##### Available records
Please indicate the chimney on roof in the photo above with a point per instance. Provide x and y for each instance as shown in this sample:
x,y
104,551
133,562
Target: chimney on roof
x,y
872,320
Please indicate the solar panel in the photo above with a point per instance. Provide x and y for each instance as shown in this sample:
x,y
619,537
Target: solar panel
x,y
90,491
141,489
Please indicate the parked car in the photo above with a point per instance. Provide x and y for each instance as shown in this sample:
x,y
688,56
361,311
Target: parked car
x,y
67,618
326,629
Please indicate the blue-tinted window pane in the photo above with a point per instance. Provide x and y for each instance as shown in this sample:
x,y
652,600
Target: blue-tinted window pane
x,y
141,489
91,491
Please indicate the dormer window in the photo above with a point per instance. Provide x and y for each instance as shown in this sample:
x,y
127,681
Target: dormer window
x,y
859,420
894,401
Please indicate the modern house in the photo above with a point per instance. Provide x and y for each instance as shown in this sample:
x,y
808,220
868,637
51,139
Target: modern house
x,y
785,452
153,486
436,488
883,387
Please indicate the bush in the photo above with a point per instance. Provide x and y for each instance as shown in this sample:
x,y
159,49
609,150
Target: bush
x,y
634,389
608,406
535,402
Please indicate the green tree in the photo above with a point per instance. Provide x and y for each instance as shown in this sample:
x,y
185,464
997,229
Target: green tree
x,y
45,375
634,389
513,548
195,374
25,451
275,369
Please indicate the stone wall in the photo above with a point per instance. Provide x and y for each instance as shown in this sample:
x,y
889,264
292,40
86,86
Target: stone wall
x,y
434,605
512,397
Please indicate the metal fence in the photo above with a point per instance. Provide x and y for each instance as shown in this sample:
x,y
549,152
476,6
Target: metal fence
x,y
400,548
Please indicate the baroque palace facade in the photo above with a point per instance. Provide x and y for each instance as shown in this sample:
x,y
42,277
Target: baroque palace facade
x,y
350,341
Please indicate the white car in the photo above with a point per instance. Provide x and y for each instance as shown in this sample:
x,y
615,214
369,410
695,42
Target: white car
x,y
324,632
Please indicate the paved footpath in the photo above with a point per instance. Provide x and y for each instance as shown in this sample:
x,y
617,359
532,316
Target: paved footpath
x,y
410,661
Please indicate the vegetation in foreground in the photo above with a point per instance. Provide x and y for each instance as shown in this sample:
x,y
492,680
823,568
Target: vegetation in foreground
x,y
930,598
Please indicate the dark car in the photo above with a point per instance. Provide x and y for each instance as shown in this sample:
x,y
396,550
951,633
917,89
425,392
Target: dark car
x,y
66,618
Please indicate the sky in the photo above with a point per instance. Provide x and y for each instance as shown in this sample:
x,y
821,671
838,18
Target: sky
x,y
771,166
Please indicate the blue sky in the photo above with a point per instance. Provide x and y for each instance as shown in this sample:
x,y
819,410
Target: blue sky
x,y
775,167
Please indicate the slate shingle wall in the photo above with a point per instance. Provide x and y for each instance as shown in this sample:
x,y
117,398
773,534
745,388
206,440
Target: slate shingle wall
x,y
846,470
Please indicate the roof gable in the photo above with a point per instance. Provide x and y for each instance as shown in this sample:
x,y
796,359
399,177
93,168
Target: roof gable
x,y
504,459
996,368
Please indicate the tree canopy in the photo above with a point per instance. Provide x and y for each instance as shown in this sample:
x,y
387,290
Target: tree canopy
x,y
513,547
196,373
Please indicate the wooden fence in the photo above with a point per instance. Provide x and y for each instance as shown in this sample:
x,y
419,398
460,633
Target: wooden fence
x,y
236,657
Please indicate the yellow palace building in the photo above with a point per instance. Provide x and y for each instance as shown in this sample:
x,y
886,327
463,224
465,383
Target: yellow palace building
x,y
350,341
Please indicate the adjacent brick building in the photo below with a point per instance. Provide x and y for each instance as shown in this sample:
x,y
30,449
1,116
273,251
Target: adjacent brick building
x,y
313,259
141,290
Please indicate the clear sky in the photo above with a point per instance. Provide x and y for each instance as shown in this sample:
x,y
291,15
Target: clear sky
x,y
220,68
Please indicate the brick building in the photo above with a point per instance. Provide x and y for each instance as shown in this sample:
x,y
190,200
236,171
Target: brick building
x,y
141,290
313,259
##########
▶ [Directions]: Each of the lines above should be printed again precisely as it reads.

▶ [Task result]:
Please indicate the chimney on roof in the photo above with a point per instance. Provide x and y for each instance as shown in this sample:
x,y
104,551
133,562
Target: chimney on roof
x,y
872,320
Please indicate the solar panel in the photo above with a point per instance. Provide x and y for each instance as shown in this sample:
x,y
619,537
Target: solar panel
x,y
90,491
141,489
Please indicate the parked car in the photo above with a point per instance. Provide x and y for each instance as shown in this sample:
x,y
688,56
361,311
Target: parked car
x,y
67,618
326,629
Please indicate the blue-tinted window pane in the photo above with a point per instance. Provide x and y for each instance as shown in this sample:
x,y
652,600
Target: blue-tinted window pane
x,y
141,489
91,491
Please indicate the dormer window in the photo above with a point per instance. Provide x and y for each instance as shown in this sample:
x,y
127,681
Target: dormer window
x,y
859,420
894,401
Please indicate the modern house in the photo above with a point per instance. Provide x and y for each instance as shown in this sample:
x,y
808,220
868,637
51,139
Target: modern house
x,y
785,452
153,486
436,488
883,387
Please indicate the bush in the photo above with a point per instance. Provide x and y for each instance as shown in this sample:
x,y
159,49
609,150
Target: bush
x,y
634,389
608,406
535,402
Please indicate the green tree in the photo above with a point per instance. Provide x and y for each instance as shown in this sample:
x,y
185,464
997,229
Target: green tree
x,y
45,375
634,389
513,548
195,374
25,451
275,369
Please indicate the stone wall in the photo above with a point per instance. Provide x and y for each instance as shown in this sample:
x,y
889,264
292,40
86,86
Target: stone wall
x,y
434,605
512,397
Please indicate the metal fence in the photo above with a point per instance. Provide x and y for each instance as shown in this sample:
x,y
549,152
476,6
Target: metal fence
x,y
400,548
Please indicate the baroque palace facade in the photo above with a point per instance. Provide x and y for each instance as shown in this sample:
x,y
42,277
Target: baroque palace facade
x,y
350,341
Please indicate the white car in the photo above with a point per instance. Provide x and y for each instance as shown in this sample:
x,y
615,214
369,410
695,42
Target: white car
x,y
324,632
Please indicate the paved footpath in the photo above with a point per instance. Provide x and y for each instance as shown in this sample:
x,y
617,359
532,316
Target: paved footpath
x,y
410,661
Please indicate the vegetation in foreground in the photo above with a point per instance. Provide x and y for each instance as shown in this sample:
x,y
492,680
823,568
Target: vegetation in foreground
x,y
930,598
Please indicate the dark car in the photo above with a point per instance. Provide x and y for each instance as shown in this sample:
x,y
396,550
951,633
917,89
425,392
Target: dark car
x,y
66,618
Please indicate the sky in the photo above with a point per instance. Provide x and y for each instance as shown in this sample:
x,y
821,671
838,18
Target: sky
x,y
771,166
Please indicate the blue sky in the photo above with a point per instance. Provide x and y for each instance as shown in this sample:
x,y
819,410
Target: blue sky
x,y
775,167
Please indicate the slate shingle wall in the photo above with a point per instance. Provide x and y for each instance as shown in this sample:
x,y
117,398
773,534
745,388
206,440
Target: slate shingle wall
x,y
846,470
Please indicate the roof gable in the photo above with a point per instance. Provide x and y for each instance as shown in this sample:
x,y
796,359
399,177
93,168
Target: roof gable
x,y
504,459
996,368
Please indicate the tree canopy in the photo above with a point per instance. Provide x and y for each instance as shown in this sample:
x,y
387,290
Target: tree canopy
x,y
513,547
196,373
Please indicate the wooden fence in the photo above with a point per instance. Provide x and y for each instance as shown in this sample:
x,y
419,398
460,633
Target: wooden fence
x,y
236,657
Please indicate the yellow palace building in the photo above with a point per instance. Provide x and y for each instance as shown in this sample:
x,y
886,327
463,224
465,383
Target: yellow palace building
x,y
350,341
Please indicate the adjacent brick building in the photo below with a point per instance. Provide x and y for each instance as shown in this sample:
x,y
30,449
1,116
273,251
Target: adjacent brick building
x,y
313,259
141,290
Please indicate the clear sky in the photo above with a point per instance. Provide x and y for each instance as shown in this sample:
x,y
291,15
Target: clear sky
x,y
220,68
Please indicate the brick building in the photo above with a point per instance. Provide x and y for each instance as shown in this sample:
x,y
190,200
236,171
Target: brick building
x,y
141,290
313,259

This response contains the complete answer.